• **Stated exercise**: Please convert the lines of the records from the one containing "<item>ornate roof finial</item>?" through the one containing "[[[494,94],[490,102],[489,128],[497,127],[502,116],[503,94]]]", inclusive, into a JSON list of strings with one string per line, leaving out blank lines.

• **Given entries**:
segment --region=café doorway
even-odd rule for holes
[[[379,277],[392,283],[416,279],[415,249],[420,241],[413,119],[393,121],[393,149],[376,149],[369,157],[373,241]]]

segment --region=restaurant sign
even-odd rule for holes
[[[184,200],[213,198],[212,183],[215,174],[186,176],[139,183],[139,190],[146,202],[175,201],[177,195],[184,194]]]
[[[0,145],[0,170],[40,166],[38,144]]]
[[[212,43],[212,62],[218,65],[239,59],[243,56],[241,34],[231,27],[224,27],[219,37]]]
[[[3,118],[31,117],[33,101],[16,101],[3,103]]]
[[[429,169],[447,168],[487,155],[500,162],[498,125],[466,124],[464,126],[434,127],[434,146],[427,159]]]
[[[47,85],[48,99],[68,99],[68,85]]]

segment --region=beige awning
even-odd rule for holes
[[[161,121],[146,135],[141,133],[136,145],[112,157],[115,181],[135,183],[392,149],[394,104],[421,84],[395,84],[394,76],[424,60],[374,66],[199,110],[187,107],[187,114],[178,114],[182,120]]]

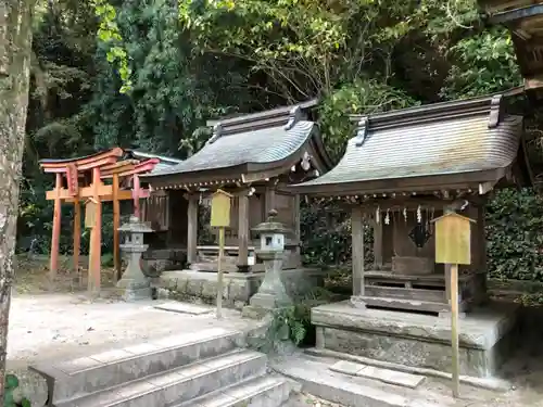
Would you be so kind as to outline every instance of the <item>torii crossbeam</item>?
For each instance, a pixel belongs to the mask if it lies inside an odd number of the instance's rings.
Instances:
[[[74,204],[74,267],[79,270],[80,249],[80,203],[92,202],[94,213],[90,218],[89,278],[90,292],[100,290],[101,285],[101,229],[102,203],[113,202],[113,246],[115,278],[121,277],[121,254],[118,227],[121,222],[119,201],[132,200],[134,212],[140,216],[139,200],[148,198],[150,191],[140,188],[139,175],[151,171],[159,163],[156,158],[146,161],[124,160],[119,148],[111,149],[93,155],[68,160],[42,160],[40,166],[45,173],[55,174],[55,187],[47,191],[48,200],[54,201],[53,230],[51,239],[50,277],[54,279],[59,267],[59,243],[61,234],[61,205],[63,202]],[[121,189],[125,180],[132,181],[131,190]],[[111,183],[105,183],[105,181]]]

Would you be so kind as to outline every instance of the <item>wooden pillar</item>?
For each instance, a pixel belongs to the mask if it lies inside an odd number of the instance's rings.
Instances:
[[[198,246],[198,196],[189,194],[187,209],[187,262],[197,263]]]
[[[249,196],[238,196],[238,268],[249,271]]]
[[[136,176],[137,177],[137,176]],[[121,227],[121,203],[118,202],[118,174],[113,174],[113,265],[115,268],[114,279],[121,280],[121,242],[118,240],[118,228]]]
[[[382,222],[374,221],[374,259],[375,269],[382,269]]]
[[[132,198],[134,198],[134,216],[141,220],[141,211],[139,205],[139,200],[141,196],[141,186],[139,182],[139,176],[137,174],[134,175],[134,189],[132,189]]]
[[[363,296],[364,290],[364,219],[362,206],[354,206],[351,215],[353,250],[353,295]]]
[[[268,218],[269,211],[276,209],[275,207],[275,189],[272,187],[266,187],[266,196],[264,199],[266,213],[264,216],[264,221]]]
[[[484,302],[488,300],[488,269],[487,269],[487,231],[485,231],[485,205],[481,204],[477,207],[477,300]]]
[[[74,271],[77,276],[77,284],[81,283],[79,271],[79,252],[81,250],[81,205],[79,200],[74,200]]]
[[[294,195],[294,236],[296,238],[296,254],[300,256],[301,244],[302,244],[302,230],[301,230],[301,221],[300,221],[300,194]]]
[[[100,168],[92,168],[92,200],[94,201],[94,225],[90,231],[89,250],[89,294],[100,291],[101,257],[102,257],[102,202],[100,201]]]
[[[54,208],[53,208],[53,230],[51,237],[51,263],[49,266],[49,277],[51,281],[56,277],[59,270],[59,250],[61,241],[61,216],[62,216],[62,174],[56,173],[54,183]]]

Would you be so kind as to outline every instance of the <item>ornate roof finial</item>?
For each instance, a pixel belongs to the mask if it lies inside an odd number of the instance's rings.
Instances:
[[[494,94],[490,102],[489,128],[497,127],[502,116],[503,94]]]
[[[368,135],[368,116],[363,116],[358,120],[358,125],[356,128],[356,140],[355,140],[355,145],[356,147],[362,147],[364,144],[364,141],[366,141],[366,136]]]
[[[213,136],[210,140],[207,140],[207,143],[213,144],[220,138],[220,136],[223,136],[223,125],[220,123],[217,123],[215,126],[213,126]]]
[[[294,125],[302,119],[302,109],[294,106],[290,110],[289,122],[285,125],[285,130],[290,130]]]

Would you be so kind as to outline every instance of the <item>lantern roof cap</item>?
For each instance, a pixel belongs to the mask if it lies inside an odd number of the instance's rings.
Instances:
[[[122,232],[151,233],[154,230],[144,221],[139,220],[137,216],[130,216],[128,221],[118,228]]]
[[[256,233],[290,233],[290,229],[286,228],[283,224],[276,220],[277,211],[272,209],[268,212],[268,217],[262,224],[256,225],[252,230]]]

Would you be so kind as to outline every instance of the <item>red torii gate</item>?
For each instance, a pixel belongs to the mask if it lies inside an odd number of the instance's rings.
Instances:
[[[157,158],[141,162],[138,160],[118,161],[123,155],[123,149],[114,148],[85,157],[40,161],[43,171],[55,174],[56,177],[54,189],[47,191],[47,199],[54,201],[50,259],[51,281],[54,279],[59,267],[62,202],[74,203],[74,267],[76,270],[79,269],[81,200],[88,201],[87,213],[90,216],[87,216],[87,218],[91,221],[91,225],[87,225],[91,229],[88,269],[89,291],[100,290],[102,202],[113,202],[115,277],[121,277],[119,201],[132,200],[134,214],[140,217],[139,200],[148,198],[150,191],[140,188],[139,175],[151,171],[160,162]],[[121,185],[127,183],[130,179],[132,188],[130,190],[122,189]],[[111,180],[111,183],[104,183],[105,180]]]

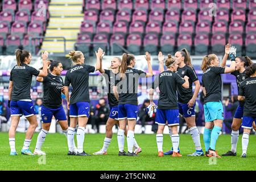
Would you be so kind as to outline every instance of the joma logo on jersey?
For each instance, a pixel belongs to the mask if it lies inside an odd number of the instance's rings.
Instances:
[[[79,66],[79,67],[71,69],[71,70],[70,71],[70,72],[72,73],[76,70],[82,69],[82,68],[84,68],[83,66]]]

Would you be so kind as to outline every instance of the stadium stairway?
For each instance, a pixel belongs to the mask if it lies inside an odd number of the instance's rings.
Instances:
[[[51,16],[46,37],[64,37],[66,52],[73,49],[84,18],[82,0],[52,0],[48,9]],[[46,38],[41,49],[42,52],[47,50],[50,53],[63,53],[64,45],[63,39]]]

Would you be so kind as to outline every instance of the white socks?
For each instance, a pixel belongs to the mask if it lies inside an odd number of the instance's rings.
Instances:
[[[84,127],[79,126],[76,132],[76,139],[77,140],[77,152],[82,153],[84,151]]]
[[[242,154],[246,154],[247,147],[248,147],[249,143],[249,136],[250,134],[248,133],[243,133],[243,136],[242,138],[242,149],[243,150]]]
[[[117,142],[118,142],[119,151],[123,152],[125,148],[125,130],[120,129],[118,129],[118,132],[117,133]]]
[[[174,147],[174,151],[177,152],[179,144],[180,143],[180,136],[179,136],[178,134],[172,135],[172,147]]]
[[[190,134],[193,139],[193,142],[194,142],[195,146],[196,147],[196,150],[201,150],[202,148],[201,147],[201,143],[200,143],[200,135],[199,134],[199,131],[198,131],[196,126],[191,127],[189,129]]]
[[[15,138],[9,138],[9,144],[11,148],[11,152],[16,152]]]
[[[156,134],[156,144],[158,145],[158,151],[163,151],[163,136],[162,134]]]
[[[237,151],[237,142],[239,138],[239,130],[232,130],[231,133],[231,151],[235,153]]]
[[[36,141],[36,150],[41,150],[42,146],[44,142],[47,133],[48,131],[44,129],[42,129],[41,131],[40,131]]]
[[[105,137],[104,139],[104,142],[103,142],[103,147],[102,150],[104,152],[106,152],[108,148],[109,148],[109,144],[110,144],[112,138]]]

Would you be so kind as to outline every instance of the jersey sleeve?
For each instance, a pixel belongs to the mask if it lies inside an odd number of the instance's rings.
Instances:
[[[225,68],[212,67],[210,69],[217,75],[223,74],[225,73]]]
[[[197,75],[196,75],[196,72],[195,71],[195,69],[193,68],[191,68],[190,67],[188,67],[188,75],[189,77],[189,79],[192,81],[196,81],[198,80]]]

• **Reply**:
[
  "Would you be so kind as to outline every instance of the <item>ornate roof finial</item>?",
  "For each instance, a pixel belongs to the mask if it lies inside an odd number of the instance's rings.",
  "Instances:",
  "[[[494,94],[490,102],[489,128],[497,127],[502,116],[503,94]]]"
]